** Opening Exercise material block **

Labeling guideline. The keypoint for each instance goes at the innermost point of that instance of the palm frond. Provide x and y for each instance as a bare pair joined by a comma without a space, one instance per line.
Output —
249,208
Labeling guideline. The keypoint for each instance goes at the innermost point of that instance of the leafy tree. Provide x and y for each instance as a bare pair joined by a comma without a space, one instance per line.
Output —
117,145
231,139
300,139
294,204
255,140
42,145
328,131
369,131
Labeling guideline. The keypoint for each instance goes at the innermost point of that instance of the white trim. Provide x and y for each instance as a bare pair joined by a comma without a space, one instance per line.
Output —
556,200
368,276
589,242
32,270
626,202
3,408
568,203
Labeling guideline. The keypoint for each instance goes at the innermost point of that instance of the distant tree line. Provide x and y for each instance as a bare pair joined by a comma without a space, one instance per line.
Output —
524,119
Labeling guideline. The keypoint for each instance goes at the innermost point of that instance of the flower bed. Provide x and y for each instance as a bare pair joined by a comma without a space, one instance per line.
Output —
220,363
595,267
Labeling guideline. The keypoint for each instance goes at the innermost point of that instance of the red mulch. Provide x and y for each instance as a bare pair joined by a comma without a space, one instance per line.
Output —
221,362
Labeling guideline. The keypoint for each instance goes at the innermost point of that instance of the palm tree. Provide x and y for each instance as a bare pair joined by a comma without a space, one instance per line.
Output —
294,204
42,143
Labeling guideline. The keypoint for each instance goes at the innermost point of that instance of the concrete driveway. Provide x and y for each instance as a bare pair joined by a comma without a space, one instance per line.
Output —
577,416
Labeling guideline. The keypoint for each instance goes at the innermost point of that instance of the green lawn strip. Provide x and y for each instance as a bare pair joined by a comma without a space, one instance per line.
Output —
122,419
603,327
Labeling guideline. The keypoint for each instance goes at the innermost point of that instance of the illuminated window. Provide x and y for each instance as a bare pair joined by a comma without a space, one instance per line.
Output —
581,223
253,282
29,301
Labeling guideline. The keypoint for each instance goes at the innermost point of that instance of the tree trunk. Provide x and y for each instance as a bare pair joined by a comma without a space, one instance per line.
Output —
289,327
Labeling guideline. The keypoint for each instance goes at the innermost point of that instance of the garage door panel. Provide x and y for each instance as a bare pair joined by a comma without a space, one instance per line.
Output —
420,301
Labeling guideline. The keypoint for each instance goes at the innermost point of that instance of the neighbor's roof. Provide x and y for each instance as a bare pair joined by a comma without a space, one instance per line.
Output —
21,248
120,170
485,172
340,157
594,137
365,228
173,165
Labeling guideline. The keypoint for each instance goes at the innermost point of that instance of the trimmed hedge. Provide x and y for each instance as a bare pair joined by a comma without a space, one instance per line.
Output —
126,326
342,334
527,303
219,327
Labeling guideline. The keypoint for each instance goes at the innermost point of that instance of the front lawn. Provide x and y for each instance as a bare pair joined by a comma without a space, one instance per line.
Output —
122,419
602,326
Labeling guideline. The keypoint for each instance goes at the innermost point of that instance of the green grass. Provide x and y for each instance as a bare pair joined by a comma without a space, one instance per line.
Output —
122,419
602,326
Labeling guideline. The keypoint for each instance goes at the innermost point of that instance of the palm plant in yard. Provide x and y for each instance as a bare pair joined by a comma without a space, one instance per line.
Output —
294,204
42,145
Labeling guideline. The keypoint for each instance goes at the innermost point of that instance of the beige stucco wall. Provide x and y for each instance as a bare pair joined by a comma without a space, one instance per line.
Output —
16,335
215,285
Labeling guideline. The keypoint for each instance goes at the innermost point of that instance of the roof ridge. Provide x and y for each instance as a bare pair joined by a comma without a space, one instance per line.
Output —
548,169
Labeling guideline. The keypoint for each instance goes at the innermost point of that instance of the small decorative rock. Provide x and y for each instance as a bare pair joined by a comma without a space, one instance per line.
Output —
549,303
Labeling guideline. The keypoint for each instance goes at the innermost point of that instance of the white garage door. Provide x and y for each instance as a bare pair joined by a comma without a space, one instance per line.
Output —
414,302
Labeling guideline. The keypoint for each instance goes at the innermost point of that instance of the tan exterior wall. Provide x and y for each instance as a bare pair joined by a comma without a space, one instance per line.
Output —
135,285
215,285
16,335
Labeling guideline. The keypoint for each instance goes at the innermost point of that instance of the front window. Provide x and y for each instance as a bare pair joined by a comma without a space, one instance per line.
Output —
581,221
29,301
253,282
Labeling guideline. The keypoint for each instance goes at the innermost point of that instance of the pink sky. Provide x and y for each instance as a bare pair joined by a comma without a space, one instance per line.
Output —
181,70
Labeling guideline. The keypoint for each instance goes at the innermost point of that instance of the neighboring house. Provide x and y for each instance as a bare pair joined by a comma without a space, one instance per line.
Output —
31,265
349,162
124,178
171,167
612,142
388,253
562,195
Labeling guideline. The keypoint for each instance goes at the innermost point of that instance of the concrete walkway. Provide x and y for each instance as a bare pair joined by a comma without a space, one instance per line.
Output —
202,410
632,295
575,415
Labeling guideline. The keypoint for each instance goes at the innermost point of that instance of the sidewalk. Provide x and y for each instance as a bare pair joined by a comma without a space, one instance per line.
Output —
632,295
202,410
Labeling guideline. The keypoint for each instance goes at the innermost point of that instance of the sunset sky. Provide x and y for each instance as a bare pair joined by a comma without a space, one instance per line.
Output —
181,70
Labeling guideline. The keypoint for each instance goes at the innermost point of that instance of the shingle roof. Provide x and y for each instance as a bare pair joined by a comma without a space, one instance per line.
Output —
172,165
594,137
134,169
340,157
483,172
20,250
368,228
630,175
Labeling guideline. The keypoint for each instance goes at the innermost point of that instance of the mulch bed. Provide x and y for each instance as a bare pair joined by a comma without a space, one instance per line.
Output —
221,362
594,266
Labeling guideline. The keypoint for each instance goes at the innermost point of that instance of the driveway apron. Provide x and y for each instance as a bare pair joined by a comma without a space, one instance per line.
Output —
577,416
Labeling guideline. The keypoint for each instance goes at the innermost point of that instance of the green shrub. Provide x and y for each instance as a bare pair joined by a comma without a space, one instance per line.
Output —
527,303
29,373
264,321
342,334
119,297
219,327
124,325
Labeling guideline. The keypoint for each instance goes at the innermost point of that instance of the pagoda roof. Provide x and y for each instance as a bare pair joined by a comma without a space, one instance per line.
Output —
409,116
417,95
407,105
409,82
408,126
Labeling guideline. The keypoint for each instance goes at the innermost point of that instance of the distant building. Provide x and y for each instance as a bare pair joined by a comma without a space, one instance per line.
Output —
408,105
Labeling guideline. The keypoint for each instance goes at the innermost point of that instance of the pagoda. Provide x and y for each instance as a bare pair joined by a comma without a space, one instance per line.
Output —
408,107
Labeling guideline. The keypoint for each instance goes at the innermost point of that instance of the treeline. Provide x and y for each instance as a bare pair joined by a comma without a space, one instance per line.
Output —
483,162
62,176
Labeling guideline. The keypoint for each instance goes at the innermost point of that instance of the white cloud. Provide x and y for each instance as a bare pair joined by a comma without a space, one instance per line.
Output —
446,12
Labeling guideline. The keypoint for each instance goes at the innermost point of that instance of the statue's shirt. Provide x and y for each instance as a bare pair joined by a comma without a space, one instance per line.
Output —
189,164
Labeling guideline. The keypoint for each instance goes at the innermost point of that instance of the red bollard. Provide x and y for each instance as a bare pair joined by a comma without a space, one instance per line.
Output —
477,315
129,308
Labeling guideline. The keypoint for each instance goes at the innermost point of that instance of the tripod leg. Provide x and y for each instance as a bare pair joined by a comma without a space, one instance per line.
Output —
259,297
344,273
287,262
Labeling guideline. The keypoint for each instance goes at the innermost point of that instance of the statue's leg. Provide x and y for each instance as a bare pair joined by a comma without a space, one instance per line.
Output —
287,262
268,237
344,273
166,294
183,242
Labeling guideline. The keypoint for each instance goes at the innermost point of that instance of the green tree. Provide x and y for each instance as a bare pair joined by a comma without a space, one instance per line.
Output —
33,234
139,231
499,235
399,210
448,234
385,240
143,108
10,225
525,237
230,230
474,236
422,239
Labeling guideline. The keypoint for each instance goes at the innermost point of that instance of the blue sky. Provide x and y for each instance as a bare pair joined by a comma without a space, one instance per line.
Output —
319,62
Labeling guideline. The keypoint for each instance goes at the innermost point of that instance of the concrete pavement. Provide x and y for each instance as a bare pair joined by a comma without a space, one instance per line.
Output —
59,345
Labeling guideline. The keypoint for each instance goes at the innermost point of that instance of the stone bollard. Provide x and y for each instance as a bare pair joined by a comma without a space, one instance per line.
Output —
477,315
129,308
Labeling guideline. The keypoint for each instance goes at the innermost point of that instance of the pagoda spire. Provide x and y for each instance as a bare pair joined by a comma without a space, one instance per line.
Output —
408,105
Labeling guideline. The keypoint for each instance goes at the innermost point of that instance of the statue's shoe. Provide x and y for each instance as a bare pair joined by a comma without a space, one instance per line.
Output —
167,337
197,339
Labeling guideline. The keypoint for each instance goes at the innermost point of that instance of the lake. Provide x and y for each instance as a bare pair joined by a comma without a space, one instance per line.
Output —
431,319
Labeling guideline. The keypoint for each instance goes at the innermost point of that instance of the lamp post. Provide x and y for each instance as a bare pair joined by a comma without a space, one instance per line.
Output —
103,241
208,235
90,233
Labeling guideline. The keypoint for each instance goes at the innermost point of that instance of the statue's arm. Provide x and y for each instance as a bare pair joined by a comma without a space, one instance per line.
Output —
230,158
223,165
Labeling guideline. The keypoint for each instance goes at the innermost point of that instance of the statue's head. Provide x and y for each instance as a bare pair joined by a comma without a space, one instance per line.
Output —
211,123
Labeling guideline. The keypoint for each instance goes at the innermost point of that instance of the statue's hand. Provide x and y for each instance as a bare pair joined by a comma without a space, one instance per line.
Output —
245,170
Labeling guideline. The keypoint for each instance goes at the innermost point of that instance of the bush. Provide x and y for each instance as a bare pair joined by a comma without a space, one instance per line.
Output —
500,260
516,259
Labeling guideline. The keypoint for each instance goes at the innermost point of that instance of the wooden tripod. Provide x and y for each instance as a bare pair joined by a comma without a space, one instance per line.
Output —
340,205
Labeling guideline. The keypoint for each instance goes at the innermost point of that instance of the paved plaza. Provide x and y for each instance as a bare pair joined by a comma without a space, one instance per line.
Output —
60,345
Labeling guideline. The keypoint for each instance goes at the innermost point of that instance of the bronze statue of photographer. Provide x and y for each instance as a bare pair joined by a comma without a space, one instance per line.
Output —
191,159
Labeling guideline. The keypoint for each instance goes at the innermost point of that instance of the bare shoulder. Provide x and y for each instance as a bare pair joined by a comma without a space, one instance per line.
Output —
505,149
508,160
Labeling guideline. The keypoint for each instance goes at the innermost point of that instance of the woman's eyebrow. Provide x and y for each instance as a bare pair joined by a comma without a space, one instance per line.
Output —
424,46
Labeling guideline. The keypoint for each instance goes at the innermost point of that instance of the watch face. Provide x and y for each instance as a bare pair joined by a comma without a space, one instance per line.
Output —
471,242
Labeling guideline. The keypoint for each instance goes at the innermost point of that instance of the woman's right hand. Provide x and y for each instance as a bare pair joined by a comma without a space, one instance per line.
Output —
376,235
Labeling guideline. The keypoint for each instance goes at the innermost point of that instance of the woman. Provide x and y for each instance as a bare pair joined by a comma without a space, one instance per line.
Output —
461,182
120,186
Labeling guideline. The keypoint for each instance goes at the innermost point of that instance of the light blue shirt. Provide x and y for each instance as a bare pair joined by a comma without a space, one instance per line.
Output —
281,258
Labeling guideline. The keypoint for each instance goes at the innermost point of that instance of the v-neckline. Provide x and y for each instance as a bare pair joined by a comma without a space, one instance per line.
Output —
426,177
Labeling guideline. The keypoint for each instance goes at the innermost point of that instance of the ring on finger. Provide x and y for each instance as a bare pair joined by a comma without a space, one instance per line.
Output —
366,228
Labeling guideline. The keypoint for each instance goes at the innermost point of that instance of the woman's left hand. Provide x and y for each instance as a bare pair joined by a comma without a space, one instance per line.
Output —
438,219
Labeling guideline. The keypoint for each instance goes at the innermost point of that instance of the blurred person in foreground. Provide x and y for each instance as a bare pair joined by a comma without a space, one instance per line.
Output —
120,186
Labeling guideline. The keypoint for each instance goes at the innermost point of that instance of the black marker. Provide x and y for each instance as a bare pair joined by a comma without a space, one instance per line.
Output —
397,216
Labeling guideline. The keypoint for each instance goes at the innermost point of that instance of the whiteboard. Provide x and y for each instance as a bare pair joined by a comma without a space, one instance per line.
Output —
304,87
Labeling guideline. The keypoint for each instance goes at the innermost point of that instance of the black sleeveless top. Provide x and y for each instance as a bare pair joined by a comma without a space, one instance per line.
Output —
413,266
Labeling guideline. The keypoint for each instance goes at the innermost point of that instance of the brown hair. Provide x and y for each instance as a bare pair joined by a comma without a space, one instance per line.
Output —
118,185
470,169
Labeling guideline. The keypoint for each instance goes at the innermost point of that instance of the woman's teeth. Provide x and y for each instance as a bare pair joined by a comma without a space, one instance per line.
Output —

** Closing Exercise material block **

#### [What is expected]
Find the lines above that contain the word "tripod" and collect them.

#### [Answer section]
Labeling guideline. The keypoint for each instance goes at the innermost point of that instance of the tripod leg. Provide x and y for each instance as a bare pair joined by a comma without a space, one instance per line.
Labeling guideline. The keypoint for each instance goes at the innermost point of that instance of the wooden tripod. Provide x and y for each instance as a bare pair joined by a comma without a space, one instance per line.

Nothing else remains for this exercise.